TASK STATEMENT ->
In the data that follows, find the line with "372L336 363L328 365L311"; transcribe it, every later line up to the one with "16L7 1L18 320L761", and that line as well, exactly and with no others.

EXERCISE DATA ->
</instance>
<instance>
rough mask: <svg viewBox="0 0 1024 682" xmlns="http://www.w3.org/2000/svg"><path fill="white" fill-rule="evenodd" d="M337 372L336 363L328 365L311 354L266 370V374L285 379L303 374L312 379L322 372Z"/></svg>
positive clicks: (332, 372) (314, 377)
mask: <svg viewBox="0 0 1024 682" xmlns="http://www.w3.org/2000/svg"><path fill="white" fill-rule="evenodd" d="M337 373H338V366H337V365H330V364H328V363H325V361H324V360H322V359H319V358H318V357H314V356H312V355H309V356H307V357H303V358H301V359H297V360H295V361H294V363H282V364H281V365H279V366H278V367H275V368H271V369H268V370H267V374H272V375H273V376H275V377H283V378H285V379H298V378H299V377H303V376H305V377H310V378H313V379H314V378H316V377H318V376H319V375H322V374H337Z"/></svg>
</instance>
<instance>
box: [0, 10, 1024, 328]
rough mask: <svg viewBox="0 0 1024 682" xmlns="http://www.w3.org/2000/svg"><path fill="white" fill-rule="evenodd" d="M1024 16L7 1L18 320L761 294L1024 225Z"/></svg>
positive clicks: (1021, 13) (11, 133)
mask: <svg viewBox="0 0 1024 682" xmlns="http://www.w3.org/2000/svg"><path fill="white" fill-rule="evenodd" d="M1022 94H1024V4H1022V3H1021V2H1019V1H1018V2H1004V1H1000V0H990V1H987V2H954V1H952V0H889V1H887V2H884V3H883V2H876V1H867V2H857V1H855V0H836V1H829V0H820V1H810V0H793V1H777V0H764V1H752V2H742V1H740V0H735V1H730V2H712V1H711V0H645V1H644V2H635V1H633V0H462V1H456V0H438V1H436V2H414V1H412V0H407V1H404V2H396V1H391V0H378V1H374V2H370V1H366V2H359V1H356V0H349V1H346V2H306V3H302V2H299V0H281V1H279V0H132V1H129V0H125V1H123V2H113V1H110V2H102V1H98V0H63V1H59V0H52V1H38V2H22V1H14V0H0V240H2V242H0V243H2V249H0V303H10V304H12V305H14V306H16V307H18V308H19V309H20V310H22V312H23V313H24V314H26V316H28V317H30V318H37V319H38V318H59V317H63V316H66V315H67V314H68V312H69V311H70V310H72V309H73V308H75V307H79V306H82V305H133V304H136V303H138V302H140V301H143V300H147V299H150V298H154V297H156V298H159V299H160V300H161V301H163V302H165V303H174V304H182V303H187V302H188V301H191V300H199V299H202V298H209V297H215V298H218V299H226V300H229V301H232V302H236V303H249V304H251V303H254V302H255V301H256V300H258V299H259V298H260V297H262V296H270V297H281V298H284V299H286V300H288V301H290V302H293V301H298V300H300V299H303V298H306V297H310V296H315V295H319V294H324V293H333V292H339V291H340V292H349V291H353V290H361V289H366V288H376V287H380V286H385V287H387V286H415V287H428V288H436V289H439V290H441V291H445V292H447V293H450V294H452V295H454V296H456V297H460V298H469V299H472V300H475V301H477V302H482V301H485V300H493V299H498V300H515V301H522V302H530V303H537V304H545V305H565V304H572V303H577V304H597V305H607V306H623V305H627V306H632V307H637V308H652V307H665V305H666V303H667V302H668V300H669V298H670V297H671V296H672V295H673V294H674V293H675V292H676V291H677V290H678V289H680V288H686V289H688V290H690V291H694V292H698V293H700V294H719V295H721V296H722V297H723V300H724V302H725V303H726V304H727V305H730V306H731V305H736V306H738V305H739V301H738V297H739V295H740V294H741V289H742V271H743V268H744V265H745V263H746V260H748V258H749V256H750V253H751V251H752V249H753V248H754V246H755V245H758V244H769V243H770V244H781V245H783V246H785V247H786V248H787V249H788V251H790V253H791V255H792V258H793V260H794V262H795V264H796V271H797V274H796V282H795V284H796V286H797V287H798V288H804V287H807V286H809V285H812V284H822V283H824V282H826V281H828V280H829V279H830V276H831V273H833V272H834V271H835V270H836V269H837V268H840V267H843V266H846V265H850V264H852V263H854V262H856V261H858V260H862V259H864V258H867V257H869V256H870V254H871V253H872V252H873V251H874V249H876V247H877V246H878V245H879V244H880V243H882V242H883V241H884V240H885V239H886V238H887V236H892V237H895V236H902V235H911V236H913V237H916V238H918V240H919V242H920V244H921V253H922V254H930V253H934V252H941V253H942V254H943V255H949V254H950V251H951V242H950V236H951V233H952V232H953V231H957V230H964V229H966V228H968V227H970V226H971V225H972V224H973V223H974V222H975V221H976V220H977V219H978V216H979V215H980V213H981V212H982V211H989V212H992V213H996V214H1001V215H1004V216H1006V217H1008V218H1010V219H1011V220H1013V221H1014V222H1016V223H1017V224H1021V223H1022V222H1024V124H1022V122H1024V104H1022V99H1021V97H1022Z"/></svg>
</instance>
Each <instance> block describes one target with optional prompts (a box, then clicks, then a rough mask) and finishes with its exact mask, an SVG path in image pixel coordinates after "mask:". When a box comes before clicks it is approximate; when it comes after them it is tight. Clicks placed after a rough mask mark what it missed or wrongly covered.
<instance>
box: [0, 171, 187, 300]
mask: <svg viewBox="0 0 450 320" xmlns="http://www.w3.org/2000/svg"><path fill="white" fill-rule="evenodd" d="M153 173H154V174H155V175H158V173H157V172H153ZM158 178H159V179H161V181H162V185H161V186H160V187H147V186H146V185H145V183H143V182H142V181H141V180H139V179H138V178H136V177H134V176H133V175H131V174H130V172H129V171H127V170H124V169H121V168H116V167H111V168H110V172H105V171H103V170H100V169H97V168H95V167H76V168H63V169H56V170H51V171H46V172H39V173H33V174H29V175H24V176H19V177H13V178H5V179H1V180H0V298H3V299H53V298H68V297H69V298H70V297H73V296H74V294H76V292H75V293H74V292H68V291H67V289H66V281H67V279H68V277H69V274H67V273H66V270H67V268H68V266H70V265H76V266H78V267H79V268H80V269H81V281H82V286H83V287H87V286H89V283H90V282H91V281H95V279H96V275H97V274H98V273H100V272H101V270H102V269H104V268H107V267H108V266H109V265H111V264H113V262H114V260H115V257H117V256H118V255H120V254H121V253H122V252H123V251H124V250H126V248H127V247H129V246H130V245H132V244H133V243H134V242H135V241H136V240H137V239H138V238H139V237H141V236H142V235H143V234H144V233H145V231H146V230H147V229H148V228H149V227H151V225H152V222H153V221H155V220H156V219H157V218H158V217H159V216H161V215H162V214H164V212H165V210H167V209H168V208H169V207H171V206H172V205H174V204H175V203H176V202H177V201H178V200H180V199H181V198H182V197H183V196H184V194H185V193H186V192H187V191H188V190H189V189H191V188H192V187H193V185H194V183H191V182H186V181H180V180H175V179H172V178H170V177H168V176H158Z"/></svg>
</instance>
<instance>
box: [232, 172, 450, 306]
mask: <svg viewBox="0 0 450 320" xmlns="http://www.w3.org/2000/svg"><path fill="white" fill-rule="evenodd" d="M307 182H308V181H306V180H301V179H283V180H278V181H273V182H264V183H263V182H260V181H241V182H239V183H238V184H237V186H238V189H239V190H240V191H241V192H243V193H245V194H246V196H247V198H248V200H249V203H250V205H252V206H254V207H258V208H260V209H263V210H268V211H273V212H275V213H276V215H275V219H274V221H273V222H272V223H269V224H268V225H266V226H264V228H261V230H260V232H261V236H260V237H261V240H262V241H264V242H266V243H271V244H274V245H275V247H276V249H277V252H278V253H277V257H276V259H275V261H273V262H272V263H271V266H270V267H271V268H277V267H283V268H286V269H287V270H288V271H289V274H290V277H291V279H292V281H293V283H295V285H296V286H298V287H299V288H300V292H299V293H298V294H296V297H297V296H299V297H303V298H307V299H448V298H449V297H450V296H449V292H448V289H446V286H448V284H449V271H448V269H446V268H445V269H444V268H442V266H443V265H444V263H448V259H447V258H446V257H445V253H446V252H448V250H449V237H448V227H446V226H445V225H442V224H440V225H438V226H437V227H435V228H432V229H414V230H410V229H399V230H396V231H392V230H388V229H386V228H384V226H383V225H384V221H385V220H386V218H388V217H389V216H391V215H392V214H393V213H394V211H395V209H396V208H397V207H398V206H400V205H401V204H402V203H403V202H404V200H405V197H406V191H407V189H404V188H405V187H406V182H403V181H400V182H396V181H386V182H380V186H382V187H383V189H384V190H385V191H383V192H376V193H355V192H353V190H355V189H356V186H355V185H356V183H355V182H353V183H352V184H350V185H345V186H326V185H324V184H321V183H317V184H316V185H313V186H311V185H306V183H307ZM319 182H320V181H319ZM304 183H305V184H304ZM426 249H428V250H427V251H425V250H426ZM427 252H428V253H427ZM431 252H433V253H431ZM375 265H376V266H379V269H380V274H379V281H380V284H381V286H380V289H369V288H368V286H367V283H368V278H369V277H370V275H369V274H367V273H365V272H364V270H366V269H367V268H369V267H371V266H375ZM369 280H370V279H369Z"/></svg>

RESULT ->
rough mask: <svg viewBox="0 0 1024 682" xmlns="http://www.w3.org/2000/svg"><path fill="white" fill-rule="evenodd" d="M337 372L336 363L328 365L311 354L266 370V374L285 379L303 374L312 379L322 372Z"/></svg>
positive clicks: (332, 372) (314, 377)
mask: <svg viewBox="0 0 1024 682" xmlns="http://www.w3.org/2000/svg"><path fill="white" fill-rule="evenodd" d="M337 373H338V366H337V365H330V364H328V363H325V361H324V360H322V359H319V358H318V357H314V356H312V355H309V356H307V357H303V358H301V359H297V360H295V361H294V363H282V364H281V365H279V366H278V367H275V368H271V369H268V370H267V374H272V375H273V376H275V377H283V378H285V379H298V378H299V377H303V376H305V377H310V378H313V379H314V378H316V377H318V376H319V375H322V374H337Z"/></svg>
</instance>
<instance>
box: [0, 10, 1024, 328]
rough mask: <svg viewBox="0 0 1024 682" xmlns="http://www.w3.org/2000/svg"><path fill="white" fill-rule="evenodd" d="M1024 16L7 1L18 320L761 294L1024 225Z"/></svg>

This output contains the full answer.